** Task objective **
Copy the rows again, from the row containing "Locate the pan" through the last row below, shifting every x and y coordinate in the answers by -147 and leaving all other text unchanged.
[start]
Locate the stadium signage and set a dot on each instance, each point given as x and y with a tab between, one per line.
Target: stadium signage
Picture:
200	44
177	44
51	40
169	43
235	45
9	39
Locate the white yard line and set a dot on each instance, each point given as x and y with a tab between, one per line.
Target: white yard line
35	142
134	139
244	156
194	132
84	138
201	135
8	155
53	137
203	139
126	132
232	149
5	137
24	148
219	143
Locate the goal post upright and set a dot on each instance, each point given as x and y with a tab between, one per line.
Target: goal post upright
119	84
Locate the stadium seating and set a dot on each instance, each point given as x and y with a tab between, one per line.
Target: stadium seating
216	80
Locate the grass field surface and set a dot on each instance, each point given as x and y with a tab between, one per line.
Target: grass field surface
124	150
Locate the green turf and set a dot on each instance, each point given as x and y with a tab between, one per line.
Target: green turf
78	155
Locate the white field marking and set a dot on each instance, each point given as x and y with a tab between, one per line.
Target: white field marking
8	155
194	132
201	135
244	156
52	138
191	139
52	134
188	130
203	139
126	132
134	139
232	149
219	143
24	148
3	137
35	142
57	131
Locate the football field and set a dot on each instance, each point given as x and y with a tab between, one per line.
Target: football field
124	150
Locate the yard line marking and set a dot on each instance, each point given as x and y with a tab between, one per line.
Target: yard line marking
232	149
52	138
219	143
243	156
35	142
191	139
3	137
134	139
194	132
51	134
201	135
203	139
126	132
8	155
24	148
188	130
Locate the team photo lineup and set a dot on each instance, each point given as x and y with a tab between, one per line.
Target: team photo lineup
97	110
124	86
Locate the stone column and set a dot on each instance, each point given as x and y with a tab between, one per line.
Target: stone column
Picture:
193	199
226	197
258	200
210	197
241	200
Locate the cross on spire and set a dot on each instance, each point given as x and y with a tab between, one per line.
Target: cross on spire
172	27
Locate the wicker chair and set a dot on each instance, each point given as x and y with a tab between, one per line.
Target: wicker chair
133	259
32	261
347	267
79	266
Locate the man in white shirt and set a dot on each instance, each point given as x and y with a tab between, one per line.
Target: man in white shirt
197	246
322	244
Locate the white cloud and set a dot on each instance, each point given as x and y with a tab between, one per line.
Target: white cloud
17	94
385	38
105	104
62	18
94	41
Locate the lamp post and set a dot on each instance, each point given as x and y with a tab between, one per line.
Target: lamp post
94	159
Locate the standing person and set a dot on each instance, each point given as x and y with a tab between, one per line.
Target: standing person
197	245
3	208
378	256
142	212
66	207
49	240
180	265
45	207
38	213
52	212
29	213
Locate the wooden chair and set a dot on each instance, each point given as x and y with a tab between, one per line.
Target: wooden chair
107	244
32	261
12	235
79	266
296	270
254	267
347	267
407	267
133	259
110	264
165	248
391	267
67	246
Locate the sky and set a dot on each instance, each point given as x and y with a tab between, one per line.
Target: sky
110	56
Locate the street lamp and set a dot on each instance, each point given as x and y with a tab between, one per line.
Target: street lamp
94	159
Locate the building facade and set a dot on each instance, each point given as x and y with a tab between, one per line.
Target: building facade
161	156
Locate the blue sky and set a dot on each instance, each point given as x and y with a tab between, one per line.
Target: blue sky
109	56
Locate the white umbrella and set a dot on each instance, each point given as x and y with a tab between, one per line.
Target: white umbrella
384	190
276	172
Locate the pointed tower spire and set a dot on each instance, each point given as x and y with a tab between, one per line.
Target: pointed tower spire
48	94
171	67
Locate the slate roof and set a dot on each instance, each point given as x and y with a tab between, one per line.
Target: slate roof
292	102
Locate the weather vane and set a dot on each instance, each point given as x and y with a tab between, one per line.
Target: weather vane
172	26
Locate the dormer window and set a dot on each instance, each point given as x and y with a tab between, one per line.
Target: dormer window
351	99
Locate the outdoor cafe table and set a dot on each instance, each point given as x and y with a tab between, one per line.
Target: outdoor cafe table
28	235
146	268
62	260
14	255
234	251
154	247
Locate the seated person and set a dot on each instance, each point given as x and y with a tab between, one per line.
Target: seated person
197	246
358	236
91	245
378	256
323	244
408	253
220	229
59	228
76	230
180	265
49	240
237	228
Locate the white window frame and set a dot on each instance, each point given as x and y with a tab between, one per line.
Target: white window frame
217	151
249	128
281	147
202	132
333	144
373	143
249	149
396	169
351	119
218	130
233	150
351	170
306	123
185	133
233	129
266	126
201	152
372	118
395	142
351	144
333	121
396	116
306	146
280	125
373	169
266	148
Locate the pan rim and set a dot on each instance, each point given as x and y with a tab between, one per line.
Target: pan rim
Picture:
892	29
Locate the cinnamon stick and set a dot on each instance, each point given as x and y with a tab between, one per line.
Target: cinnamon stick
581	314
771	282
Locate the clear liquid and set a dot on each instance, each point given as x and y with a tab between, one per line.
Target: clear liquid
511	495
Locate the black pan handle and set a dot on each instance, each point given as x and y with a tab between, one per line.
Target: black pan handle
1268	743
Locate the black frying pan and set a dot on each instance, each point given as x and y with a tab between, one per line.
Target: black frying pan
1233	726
[end]
** Correct answer **
Locate the pan rim and set a dot on each instance, each point given as x and y with a tab between, one per line.
Target: pan rim
Picture:
745	-118
Locate the cinnamon stick and set a dot on each instance, each point given as x and y with a tab between, one per line.
Target: cinnamon stick
434	167
624	135
Locate the clear liquid and set a dot on each instance, each point given as x and y with a tab between, one per line.
Target: clear liquid
364	348
Locate the black pan handle and set a dot on each instance, each point given as x and y with a tab between, one per line.
Target: black pan handle
1121	596
Locate the black frying pan and set a dot on each instance, each point given as x and y with a tab between, one per line.
Target: black frying pan
1086	579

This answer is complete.